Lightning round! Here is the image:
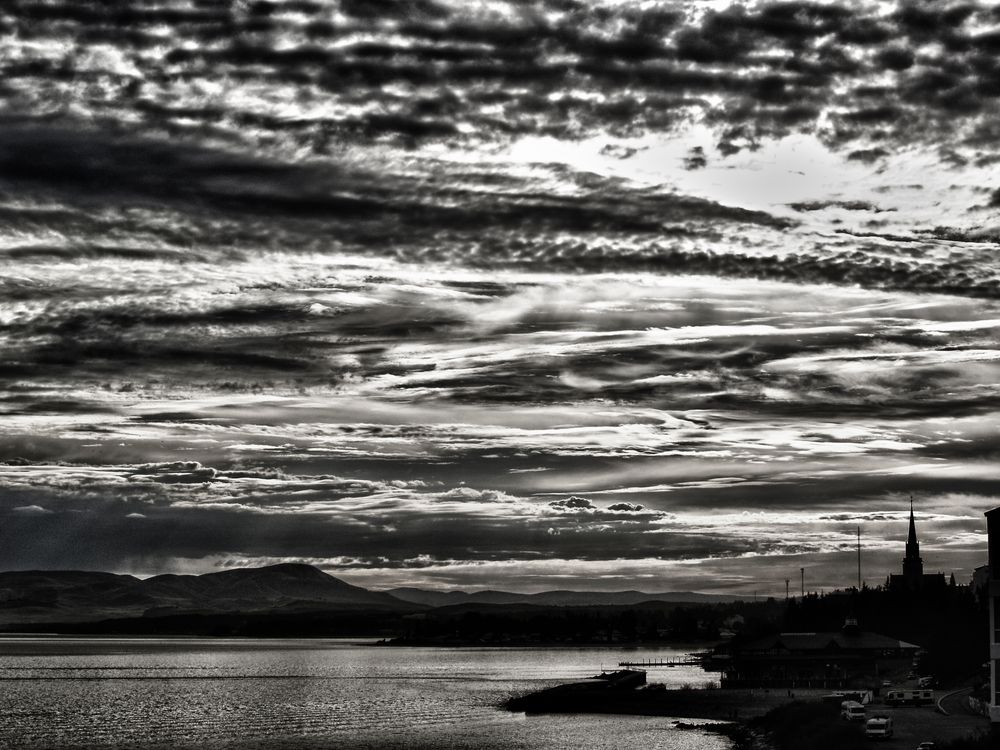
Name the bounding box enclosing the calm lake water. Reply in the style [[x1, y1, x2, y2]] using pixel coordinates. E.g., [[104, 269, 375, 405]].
[[0, 637, 730, 750]]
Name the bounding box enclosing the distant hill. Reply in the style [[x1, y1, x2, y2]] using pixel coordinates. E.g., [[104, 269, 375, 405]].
[[0, 564, 414, 625], [386, 587, 739, 607]]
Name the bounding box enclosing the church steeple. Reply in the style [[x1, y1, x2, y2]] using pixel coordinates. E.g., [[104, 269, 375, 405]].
[[903, 496, 924, 588]]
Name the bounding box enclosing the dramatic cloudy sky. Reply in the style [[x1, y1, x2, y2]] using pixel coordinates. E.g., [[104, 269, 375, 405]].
[[0, 0, 1000, 593]]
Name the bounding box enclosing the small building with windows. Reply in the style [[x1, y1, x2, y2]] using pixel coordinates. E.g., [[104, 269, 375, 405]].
[[722, 619, 920, 689], [986, 508, 1000, 732]]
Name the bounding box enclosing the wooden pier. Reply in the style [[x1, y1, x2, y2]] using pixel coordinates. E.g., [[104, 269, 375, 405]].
[[618, 654, 701, 669]]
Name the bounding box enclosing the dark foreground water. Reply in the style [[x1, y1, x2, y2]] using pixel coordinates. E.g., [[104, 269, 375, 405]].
[[0, 637, 729, 750]]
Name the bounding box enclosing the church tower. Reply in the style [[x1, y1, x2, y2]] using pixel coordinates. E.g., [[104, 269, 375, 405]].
[[903, 497, 924, 591]]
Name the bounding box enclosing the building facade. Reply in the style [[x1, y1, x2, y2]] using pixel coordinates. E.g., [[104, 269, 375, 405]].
[[986, 508, 1000, 732], [722, 619, 919, 690]]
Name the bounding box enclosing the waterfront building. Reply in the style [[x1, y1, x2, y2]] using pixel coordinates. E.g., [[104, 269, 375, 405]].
[[986, 508, 1000, 732], [889, 499, 947, 594], [722, 618, 919, 689]]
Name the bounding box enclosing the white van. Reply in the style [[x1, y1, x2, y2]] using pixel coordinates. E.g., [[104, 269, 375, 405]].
[[840, 701, 865, 721], [865, 716, 892, 740]]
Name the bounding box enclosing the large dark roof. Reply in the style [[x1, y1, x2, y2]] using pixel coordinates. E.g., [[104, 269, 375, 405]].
[[740, 630, 920, 651]]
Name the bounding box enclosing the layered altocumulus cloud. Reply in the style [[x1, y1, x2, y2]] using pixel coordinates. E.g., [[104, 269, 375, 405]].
[[2, 0, 1000, 159], [0, 0, 1000, 591], [0, 462, 982, 590]]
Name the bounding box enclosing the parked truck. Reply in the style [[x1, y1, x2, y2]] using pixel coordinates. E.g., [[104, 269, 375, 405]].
[[885, 688, 934, 706], [865, 715, 892, 740]]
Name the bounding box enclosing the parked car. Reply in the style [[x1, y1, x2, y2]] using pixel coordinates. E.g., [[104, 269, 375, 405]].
[[840, 701, 865, 721]]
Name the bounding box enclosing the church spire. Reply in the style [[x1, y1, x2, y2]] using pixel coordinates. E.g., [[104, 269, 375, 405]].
[[906, 495, 920, 557], [903, 495, 924, 589]]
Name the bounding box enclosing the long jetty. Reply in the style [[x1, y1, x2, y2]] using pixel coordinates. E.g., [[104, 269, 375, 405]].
[[618, 655, 701, 669]]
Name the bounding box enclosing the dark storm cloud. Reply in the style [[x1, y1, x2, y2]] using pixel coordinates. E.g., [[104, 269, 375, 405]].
[[0, 463, 756, 568], [2, 0, 1000, 154]]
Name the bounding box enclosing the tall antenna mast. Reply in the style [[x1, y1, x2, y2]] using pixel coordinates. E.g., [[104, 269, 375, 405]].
[[858, 525, 861, 591]]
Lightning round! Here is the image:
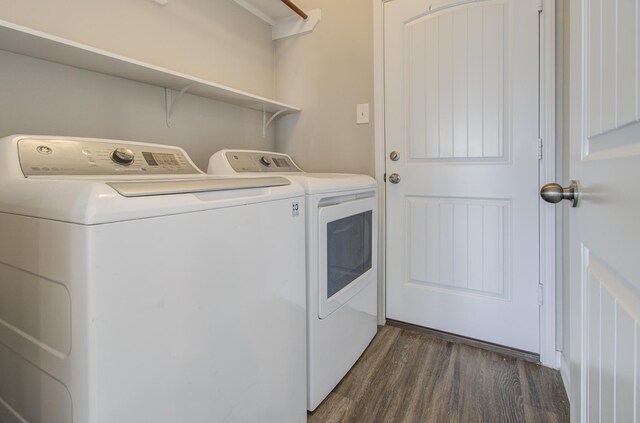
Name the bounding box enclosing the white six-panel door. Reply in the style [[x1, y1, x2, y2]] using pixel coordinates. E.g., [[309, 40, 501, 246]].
[[568, 0, 640, 422], [384, 0, 539, 353]]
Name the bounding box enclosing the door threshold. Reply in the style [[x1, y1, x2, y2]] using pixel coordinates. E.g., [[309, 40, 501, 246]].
[[387, 319, 541, 364]]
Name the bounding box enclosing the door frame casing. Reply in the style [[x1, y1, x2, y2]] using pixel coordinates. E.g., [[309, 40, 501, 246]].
[[372, 0, 560, 368]]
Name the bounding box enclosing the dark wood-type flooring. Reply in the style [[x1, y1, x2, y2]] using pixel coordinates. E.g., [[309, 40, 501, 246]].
[[308, 326, 569, 423]]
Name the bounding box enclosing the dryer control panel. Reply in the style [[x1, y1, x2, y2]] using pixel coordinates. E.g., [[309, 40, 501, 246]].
[[225, 150, 302, 173], [18, 138, 202, 177]]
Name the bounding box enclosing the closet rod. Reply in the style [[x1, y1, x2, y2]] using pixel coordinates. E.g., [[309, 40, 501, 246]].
[[281, 0, 309, 19]]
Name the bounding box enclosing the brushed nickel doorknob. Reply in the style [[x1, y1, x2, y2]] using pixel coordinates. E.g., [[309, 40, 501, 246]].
[[540, 181, 579, 207], [389, 173, 400, 184]]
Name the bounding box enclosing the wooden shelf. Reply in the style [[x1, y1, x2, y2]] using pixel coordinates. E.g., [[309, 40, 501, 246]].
[[0, 20, 300, 119], [233, 0, 322, 40]]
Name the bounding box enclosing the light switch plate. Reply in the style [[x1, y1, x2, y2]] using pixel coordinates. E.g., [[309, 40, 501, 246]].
[[356, 103, 369, 125]]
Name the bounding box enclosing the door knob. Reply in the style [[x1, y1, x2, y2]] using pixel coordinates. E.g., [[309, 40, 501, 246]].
[[540, 181, 579, 207]]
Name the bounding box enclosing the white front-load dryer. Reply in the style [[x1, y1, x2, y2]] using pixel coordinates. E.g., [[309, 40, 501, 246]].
[[208, 150, 378, 411], [0, 136, 307, 423]]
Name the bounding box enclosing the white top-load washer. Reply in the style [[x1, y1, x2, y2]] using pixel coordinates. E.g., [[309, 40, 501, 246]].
[[208, 150, 377, 411], [0, 136, 306, 423]]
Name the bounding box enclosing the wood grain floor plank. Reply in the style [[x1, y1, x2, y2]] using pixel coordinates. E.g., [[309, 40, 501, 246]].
[[308, 326, 569, 423]]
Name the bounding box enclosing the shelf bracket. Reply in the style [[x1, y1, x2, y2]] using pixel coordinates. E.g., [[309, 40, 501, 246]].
[[262, 109, 286, 138], [164, 84, 193, 128]]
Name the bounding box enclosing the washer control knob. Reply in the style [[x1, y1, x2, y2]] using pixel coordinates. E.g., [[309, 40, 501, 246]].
[[111, 147, 135, 165], [260, 156, 271, 167]]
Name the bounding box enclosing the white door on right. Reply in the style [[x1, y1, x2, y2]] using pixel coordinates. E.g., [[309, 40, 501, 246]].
[[568, 0, 640, 422], [384, 0, 540, 353]]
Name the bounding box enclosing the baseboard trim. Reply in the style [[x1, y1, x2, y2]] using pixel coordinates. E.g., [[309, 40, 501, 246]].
[[387, 319, 541, 364]]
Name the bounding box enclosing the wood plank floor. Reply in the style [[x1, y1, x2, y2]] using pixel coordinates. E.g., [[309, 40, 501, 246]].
[[308, 326, 569, 423]]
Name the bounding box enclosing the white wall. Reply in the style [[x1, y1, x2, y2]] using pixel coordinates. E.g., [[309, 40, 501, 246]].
[[276, 0, 374, 175], [0, 0, 275, 169]]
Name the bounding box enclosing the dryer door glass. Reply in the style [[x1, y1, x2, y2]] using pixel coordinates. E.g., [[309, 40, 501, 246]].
[[327, 210, 373, 298]]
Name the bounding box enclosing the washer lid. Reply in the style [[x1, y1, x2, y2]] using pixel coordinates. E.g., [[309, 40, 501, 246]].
[[0, 136, 304, 225]]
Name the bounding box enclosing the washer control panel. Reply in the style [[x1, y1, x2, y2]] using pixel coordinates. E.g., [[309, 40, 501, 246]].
[[225, 151, 302, 173], [18, 138, 202, 176]]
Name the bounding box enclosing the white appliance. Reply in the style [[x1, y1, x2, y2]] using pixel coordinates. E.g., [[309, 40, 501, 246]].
[[208, 150, 377, 411], [0, 136, 306, 423]]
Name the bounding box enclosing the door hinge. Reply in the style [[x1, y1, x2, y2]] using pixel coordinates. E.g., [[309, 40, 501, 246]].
[[538, 138, 542, 160], [538, 283, 543, 306]]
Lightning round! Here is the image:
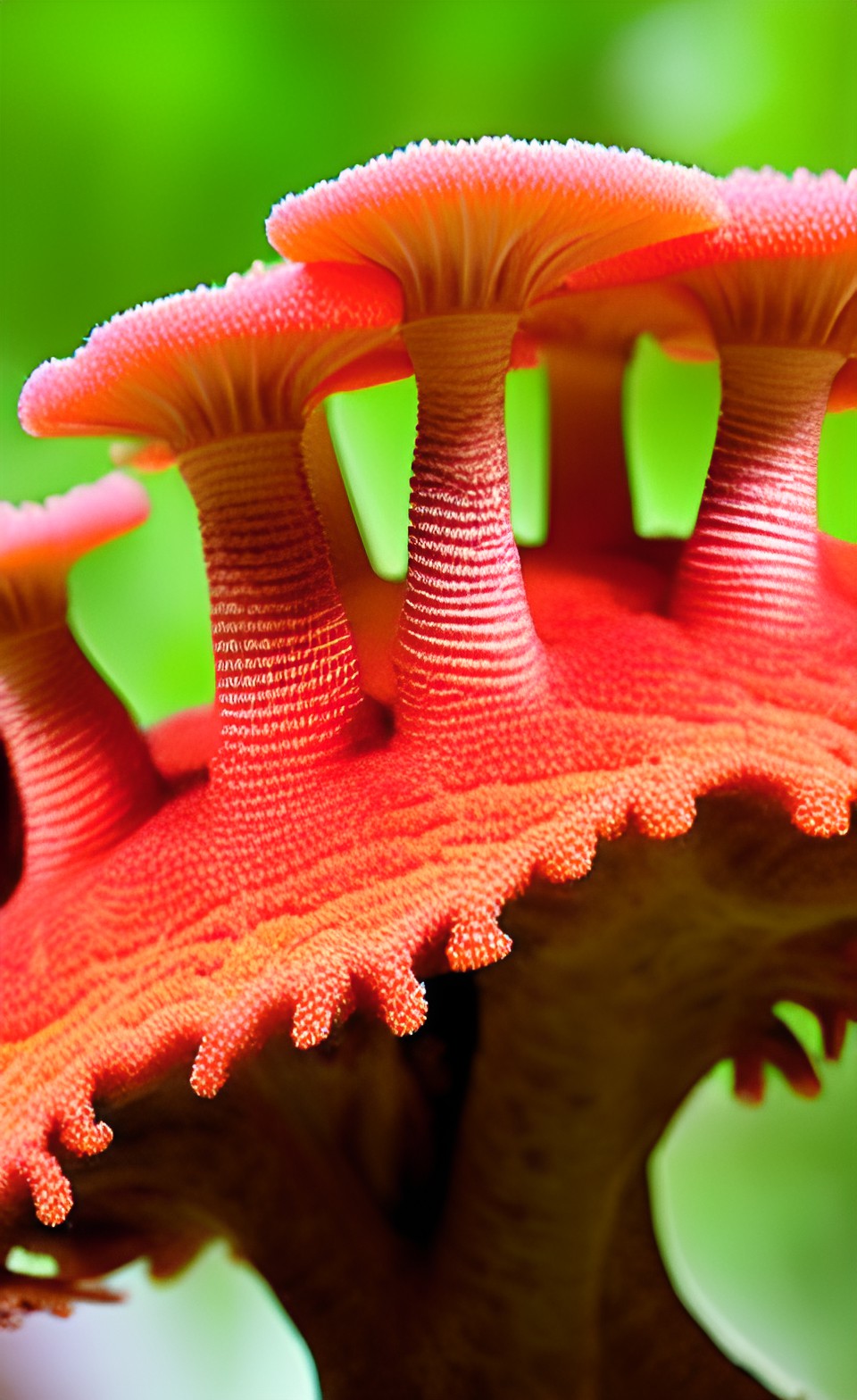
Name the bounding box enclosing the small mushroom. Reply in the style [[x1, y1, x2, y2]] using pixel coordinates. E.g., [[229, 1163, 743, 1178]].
--------
[TASK TO COMPLETE]: Express the listing as a JSON list of strings, one string per line, starting with its first line and going on through the line with "[[903, 496, 924, 588]]", both included. Leave out blank lines and the pictures.

[RESPONSE]:
[
  "Lightning round! Here is the image:",
  "Name the bounding box enclosing the calm lake water. Reply in the style [[x1, y1, x2, y2]] using pixel coordinates. E.g., [[104, 269, 375, 405]].",
  "[[0, 637, 730, 750]]",
  "Name the bounding box enclosing the distant hill. Reply in the style [[x1, y1, x2, y2]] using pixel coordinates. E.g., [[104, 269, 375, 405]].",
  "[[0, 564, 414, 625], [386, 587, 739, 607]]",
  "Name the bounding box enclosing the church steeple. Reply in the style [[x1, y1, x2, y2]] using pixel coordinates. E.g., [[104, 269, 375, 405]].",
  "[[903, 496, 924, 588]]"
]